**** Excerpt provided

It's actually kind of easy to believe in resurrection, at least in SOMEONE coming back to life, isn't it? How many times have we seen a movie or TV show with some declaration of love to a flatlining patient followed by new beeps on the heart monitor? And then there's the resurrection scenes in The Matrix and Lord of the Rings and Narnia and Star Trek and Battlestar Galactica and Lost. In sci-fi and fantasy stories, nobody stays dead!

But it's not just in the world of make-believe. The Bible is full of stories about the dead coming back to life. Elijah prays to God to bring a boy back from the dead and God does it. Elisha does the same thing: prays to God to bring a boy back from the dead and God does it. (As I noted in an earlier blog post, even Elisha's bones bring someone back from the dead.) Peter brings Dorcas back from the dead. Paul brings Eutychus back from the dead. Jesus brings the daughter of Jairus back from the dead. And then of course there's Lazarus and the "many bodies of the saints who had fallen asleep" that were raised at Jesus' crucifixion. (Mt. 27:52-53).

In saints' hagiographies, raising the dead is a big deal. But it's pretty common. Try to find a hagiography without a resurrection. It's awfully hard. Read a dictionary of saints and you'll start with St. Anastasius, a heathen by raised by St. Julian of Antioch who "told such a mournful tale about the way to Hell as never came to man before nor after since. Anastasius and Julian were later reportedly martyred together around the year 311. Shortly thereafter you'll meet St. Archelides, who came to life for the span of one sentence, settling a dispute between his fellows over whether his mother could be buried next to him even though she was a woman.

********
**** Data records

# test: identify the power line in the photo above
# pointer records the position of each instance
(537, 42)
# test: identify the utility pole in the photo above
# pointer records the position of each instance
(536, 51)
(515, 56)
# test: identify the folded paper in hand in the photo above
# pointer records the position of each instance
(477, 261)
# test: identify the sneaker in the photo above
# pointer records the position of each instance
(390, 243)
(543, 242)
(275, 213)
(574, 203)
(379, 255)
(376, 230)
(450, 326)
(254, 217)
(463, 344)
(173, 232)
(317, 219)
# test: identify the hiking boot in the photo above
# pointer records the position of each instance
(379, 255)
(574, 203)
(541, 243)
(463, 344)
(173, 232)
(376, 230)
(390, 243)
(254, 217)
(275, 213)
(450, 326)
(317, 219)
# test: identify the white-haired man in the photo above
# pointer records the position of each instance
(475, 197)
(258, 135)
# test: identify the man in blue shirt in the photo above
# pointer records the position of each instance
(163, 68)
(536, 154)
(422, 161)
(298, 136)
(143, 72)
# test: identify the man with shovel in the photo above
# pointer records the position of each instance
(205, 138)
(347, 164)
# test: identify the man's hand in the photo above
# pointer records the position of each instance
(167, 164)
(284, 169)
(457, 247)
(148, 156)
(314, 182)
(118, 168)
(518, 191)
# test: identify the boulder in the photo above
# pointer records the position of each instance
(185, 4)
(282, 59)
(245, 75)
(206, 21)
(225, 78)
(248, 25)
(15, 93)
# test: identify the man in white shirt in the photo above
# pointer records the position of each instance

********
**** Data records

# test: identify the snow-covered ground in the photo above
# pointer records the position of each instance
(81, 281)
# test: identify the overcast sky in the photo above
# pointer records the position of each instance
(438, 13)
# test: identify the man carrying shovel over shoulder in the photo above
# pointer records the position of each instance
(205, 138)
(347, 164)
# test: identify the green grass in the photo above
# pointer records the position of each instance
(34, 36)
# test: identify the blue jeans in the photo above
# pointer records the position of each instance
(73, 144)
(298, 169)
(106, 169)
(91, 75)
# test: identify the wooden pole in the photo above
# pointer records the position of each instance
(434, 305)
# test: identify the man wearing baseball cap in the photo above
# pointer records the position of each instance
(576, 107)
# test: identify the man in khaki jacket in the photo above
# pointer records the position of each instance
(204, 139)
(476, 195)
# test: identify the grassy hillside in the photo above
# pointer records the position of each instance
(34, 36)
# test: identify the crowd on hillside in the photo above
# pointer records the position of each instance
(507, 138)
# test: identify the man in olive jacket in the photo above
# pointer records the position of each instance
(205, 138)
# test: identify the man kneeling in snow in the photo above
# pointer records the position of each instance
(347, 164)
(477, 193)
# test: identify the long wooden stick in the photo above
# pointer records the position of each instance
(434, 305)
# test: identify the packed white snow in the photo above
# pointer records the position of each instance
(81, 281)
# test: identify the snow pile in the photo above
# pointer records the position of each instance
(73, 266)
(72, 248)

********

Work task 1:
Write down the part of the resurrection excerpt that opens with the words containing "But it's not" and closes with "crucifixion. (Mt. 27:52-53).".
Work task 2:
In one to three sentences, explain why St. Archelides came back to life according to the resurrection excerpt.

Problem solution 1:
But it's not just in the world of make-believe. The Bible is full of stories about the dead coming back to life. Elijah prays to God to bring a boy back from the dead and God does it. Elisha does the same thing: prays to God to bring a boy back from the dead and God does it. (As I noted in an earlier blog post, even Elisha's bones bring someone back from the dead.) Peter brings Dorcas back from the dead. Paul brings Eutychus back from the dead. Jesus brings the daughter of Jairus back from the dead. And then of course there's Lazarus and the "many bodies of the saints who had fallen asleep" that were raised at Jesus' crucifixion. (Mt. 27:52-53).

Problem solution 2:
St. Archelides came back to life for the span of one sentence. He did so to settle a dispute among his fellows over whether his mother could be buried next to him even though she was a woman.